##### SUPPLIED RECORDS

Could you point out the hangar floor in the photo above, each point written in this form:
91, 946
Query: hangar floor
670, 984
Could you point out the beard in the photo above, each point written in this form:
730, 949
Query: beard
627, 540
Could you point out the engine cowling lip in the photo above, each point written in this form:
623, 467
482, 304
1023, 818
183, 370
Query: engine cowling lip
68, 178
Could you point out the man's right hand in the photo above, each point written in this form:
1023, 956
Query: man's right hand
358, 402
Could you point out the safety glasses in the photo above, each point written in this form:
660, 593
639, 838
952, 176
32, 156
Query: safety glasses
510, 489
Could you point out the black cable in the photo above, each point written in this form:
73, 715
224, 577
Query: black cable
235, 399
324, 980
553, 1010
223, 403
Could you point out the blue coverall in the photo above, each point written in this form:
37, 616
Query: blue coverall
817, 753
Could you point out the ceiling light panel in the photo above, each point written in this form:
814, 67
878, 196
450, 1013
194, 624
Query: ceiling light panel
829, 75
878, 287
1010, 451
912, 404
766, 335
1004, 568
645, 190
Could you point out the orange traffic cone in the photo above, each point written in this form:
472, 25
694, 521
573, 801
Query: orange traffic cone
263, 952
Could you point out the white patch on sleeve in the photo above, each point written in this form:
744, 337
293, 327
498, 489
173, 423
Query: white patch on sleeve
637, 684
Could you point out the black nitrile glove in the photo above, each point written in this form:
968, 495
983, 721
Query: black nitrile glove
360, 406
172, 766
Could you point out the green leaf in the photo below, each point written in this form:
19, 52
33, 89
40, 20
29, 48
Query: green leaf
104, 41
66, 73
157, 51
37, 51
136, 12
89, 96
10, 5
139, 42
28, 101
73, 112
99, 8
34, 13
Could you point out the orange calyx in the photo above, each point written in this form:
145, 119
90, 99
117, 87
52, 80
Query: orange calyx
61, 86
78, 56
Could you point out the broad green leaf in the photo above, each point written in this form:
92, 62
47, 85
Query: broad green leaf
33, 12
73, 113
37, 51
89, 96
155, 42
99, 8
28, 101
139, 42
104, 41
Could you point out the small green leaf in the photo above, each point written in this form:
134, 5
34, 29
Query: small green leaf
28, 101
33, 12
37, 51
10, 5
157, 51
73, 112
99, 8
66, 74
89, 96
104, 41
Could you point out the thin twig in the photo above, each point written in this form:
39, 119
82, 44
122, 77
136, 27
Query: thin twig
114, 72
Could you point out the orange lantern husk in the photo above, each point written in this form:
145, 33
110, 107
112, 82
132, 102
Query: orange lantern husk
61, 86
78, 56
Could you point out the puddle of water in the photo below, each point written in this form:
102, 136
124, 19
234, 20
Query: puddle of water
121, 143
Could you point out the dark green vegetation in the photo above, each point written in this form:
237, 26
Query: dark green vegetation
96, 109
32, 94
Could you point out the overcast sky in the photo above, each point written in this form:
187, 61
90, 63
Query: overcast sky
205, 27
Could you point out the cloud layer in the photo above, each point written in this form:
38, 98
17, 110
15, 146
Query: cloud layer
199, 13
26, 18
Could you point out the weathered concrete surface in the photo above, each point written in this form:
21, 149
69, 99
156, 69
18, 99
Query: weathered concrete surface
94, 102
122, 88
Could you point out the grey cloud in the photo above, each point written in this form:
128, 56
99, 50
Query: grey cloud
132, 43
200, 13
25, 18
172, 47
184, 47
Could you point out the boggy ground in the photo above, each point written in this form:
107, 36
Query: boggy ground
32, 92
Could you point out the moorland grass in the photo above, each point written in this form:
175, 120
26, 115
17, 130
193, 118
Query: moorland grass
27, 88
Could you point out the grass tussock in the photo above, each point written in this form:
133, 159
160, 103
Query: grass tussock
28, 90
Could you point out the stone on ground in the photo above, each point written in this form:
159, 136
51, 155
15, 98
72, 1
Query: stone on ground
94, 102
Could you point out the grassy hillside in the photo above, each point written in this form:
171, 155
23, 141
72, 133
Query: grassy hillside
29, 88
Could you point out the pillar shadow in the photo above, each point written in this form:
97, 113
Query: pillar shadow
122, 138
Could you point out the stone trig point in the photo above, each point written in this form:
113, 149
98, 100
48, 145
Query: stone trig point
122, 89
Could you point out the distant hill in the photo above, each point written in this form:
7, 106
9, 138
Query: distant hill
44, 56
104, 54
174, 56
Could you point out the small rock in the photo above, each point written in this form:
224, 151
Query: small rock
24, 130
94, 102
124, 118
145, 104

##########

• [WHAT IS EXPECTED]: Reproduce each entry above exactly, keeping every character.

• [RESULT OF THIS EXERCISE]:
Could you point out the hangar floor in the photo above, each point written in this form:
91, 946
Query: hangar floor
670, 984
Could you point out the beard in the photo above, each point written in this form:
730, 949
Query: beard
627, 540
Could you point out the engine cowling lip in the photo above, each point written in this form:
623, 467
482, 304
1023, 818
183, 370
Query: engine cowling lip
68, 178
Could you point out the man's right hand in the photo above, each point written in this form:
1023, 956
Query: man's right hand
358, 402
Could you point out the safety glasses in the photo above, each point written in this form:
660, 593
639, 838
952, 176
32, 156
Query: safety glasses
510, 489
Could you point out the black cable in the photo above, each point written in this form:
73, 715
224, 577
Query: black cable
235, 399
324, 980
553, 1010
223, 403
Could you point out the blue coverall in the photo above, each point written in this form:
37, 616
Query: blue coverall
817, 753
Could you point out the ceiling light panel in the photo above, each point written in this form:
814, 67
878, 196
450, 1013
194, 624
Query: ceiling light panel
829, 75
878, 287
1010, 451
912, 404
766, 335
1004, 568
645, 190
Could you point out the orange traffic cone in the photo above, each point written in this form:
472, 25
694, 521
573, 801
Query: orange traffic cone
263, 952
Could you point out the white patch on sleeve in the photo above, each point written in this form:
744, 337
293, 327
498, 489
173, 423
Query: white patch on sleeve
637, 684
Could you point out the black nitrile glove in the photo above, each point written in this form:
968, 495
983, 721
Query: black nitrile glove
360, 406
172, 766
Could you point out the green leaf in the photo below, each point written in this form:
19, 52
33, 89
40, 20
29, 48
Query: green leaf
104, 41
66, 73
157, 51
37, 51
136, 12
89, 96
10, 5
139, 42
28, 101
73, 112
99, 8
34, 13
Could you point out the orange calyx in the photo above, each point written in this form:
145, 119
90, 99
117, 87
52, 80
Query: orange calyx
61, 86
78, 56
Could you point out the broad green leaf in the photo above, each point written in this form:
92, 62
47, 85
Query: broad green leaf
33, 12
73, 113
37, 51
89, 96
155, 42
99, 8
28, 101
139, 42
104, 41
Could you point out the small green leaf in the photo above, each point written in this form:
134, 5
34, 29
Query: small green leaf
28, 101
33, 12
37, 51
10, 5
157, 51
73, 112
99, 8
66, 74
89, 96
104, 41
Could you point out the thin twig in the photo above, each point written in this form:
39, 119
82, 44
122, 77
136, 27
Query: thin twig
114, 72
Could you point out the orange lantern husk in the photo above, each point written in this form:
145, 33
110, 107
112, 82
132, 102
Query: orange lantern husk
61, 86
78, 56
Could you point out the puddle of water in the photo below, each point written in this form:
102, 136
124, 19
234, 20
Query: puddle of water
121, 143
Could you point out the dark green vegetation in the photo above, each point written in this form:
237, 26
Query: dark green vegetation
96, 109
32, 94
Could you point out the overcast sky in the photo above, each point written in this form:
187, 61
90, 63
Query: overcast sky
205, 27
Could you point out the cloud layer in the photo above, each point written in this form:
38, 98
17, 110
15, 146
Query: cloud layer
199, 13
26, 18
Could you point out the weathered concrete surface in the photo above, each point written in this form:
21, 149
69, 99
156, 69
18, 99
Query: weathered concrete surface
94, 102
122, 88
Could you point out the grey cloud in the photo above, each point written in this form:
128, 56
99, 50
Query: grey cloud
132, 43
200, 13
25, 18
172, 47
184, 47
Could you point out the boggy ground in the photo above, each point written in this form:
107, 36
Query: boggy ground
32, 92
Could you point out the moorland grass in the photo above, each point written in this form:
175, 120
26, 115
17, 130
193, 118
Query: moorland grass
27, 88
Could you point out the grass tussock in the photo above, each point written in this form:
133, 159
160, 103
Query: grass tussock
28, 90
Could you point out the stone on ground in the photo above, each point written in this form:
159, 136
51, 155
15, 98
72, 1
Query: stone on ground
94, 102
Could you point out the grassy hillside in the photo above, each point written in this form:
171, 155
23, 141
72, 133
Query: grassy hillside
29, 88
Could you point out the pillar shadow in the photo above, each point written in this form:
97, 113
Query: pillar shadow
122, 138
Could you point out the stone trig point in the photo above, each point written in this form:
113, 149
98, 100
48, 145
Query: stone trig point
122, 89
Could you point out the distant hill in the photo above, each point written in this form:
7, 106
9, 138
Query: distant hill
44, 56
104, 54
174, 56
Could you point out the small rock in the photo above, each point written in this form:
224, 151
Query: small rock
24, 130
94, 102
124, 118
145, 104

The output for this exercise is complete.